* Start *

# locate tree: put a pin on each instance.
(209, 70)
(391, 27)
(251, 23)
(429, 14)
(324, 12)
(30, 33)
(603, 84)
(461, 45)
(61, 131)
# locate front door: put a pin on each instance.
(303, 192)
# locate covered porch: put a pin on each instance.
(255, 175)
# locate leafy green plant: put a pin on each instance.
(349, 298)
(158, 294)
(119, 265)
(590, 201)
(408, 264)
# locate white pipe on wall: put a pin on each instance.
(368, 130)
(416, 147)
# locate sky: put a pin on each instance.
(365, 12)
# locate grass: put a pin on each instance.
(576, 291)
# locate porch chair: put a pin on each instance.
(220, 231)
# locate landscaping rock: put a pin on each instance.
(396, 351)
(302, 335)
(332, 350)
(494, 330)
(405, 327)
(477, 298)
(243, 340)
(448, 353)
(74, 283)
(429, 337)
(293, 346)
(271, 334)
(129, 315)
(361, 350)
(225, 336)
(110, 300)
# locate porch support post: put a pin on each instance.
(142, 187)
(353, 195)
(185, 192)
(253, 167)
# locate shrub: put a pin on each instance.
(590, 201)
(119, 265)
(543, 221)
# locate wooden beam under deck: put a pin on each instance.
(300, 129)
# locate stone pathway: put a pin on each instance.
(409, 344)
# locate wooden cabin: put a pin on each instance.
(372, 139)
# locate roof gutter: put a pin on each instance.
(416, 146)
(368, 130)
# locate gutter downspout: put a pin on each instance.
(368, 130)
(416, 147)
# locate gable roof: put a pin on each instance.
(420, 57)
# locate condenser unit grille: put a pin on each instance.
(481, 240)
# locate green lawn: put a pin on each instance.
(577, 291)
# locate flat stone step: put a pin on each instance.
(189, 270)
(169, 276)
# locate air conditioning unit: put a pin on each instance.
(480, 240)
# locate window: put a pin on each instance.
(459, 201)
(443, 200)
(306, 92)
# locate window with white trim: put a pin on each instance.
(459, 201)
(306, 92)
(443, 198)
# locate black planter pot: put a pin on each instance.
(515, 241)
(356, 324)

* End *

**Instructions for the task**
Write the listing out again, exactly as shown above.

**Answer for the task**
# locate tree: put a pin on each instance.
(209, 70)
(391, 27)
(251, 23)
(429, 14)
(324, 12)
(30, 33)
(603, 84)
(461, 45)
(61, 131)
# locate front door: put a pin on each instance.
(303, 192)
# locate covered porch: put a pin on each instance.
(255, 175)
# locate leafy green plant: put a pin on each instance.
(349, 298)
(158, 294)
(119, 265)
(590, 201)
(408, 264)
# locate white pipe on wall: put a pin on each instance.
(368, 130)
(416, 147)
# locate sky: put a pin on each instance.
(365, 12)
# locate grass: put a pin on each instance.
(576, 291)
# locate porch chair: put a pin on each instance.
(220, 231)
# locate landscaping rock: put a pin on each instance.
(396, 351)
(302, 335)
(332, 350)
(494, 330)
(405, 327)
(477, 298)
(243, 340)
(448, 353)
(74, 283)
(429, 337)
(293, 346)
(271, 334)
(129, 315)
(361, 350)
(225, 336)
(110, 300)
# locate porch support post: put a pin on each instance.
(142, 187)
(353, 195)
(185, 192)
(253, 167)
# locate shrub: put a pin on each instance.
(590, 201)
(119, 265)
(543, 221)
# locate wooden beam under deck: put a pin on each instance.
(300, 129)
# locate stone pathway: put a pin on each instance.
(409, 344)
# locate wooden cabin: put a pin on each instance.
(372, 139)
# locate roof gutter: put a pin on each instance.
(416, 146)
(368, 130)
# locate gutter downspout: put a pin on each instance.
(368, 130)
(416, 147)
# locate gable roof: put a pin on each instance.
(420, 57)
# locate condenser unit grille: put a pin on each instance.
(481, 240)
# locate green lawn: put a pin on each instance.
(577, 291)
# locate flat stone step: put a pin on each instance.
(189, 270)
(169, 276)
# locate air conditioning unit: put a pin on each instance.
(480, 240)
# locate window: put a pin on each instance.
(459, 201)
(443, 200)
(306, 92)
# locate window with white trim: put a pin on each instance.
(459, 201)
(306, 92)
(443, 198)
# locate black planter pot: put a pin on each instance.
(515, 241)
(356, 324)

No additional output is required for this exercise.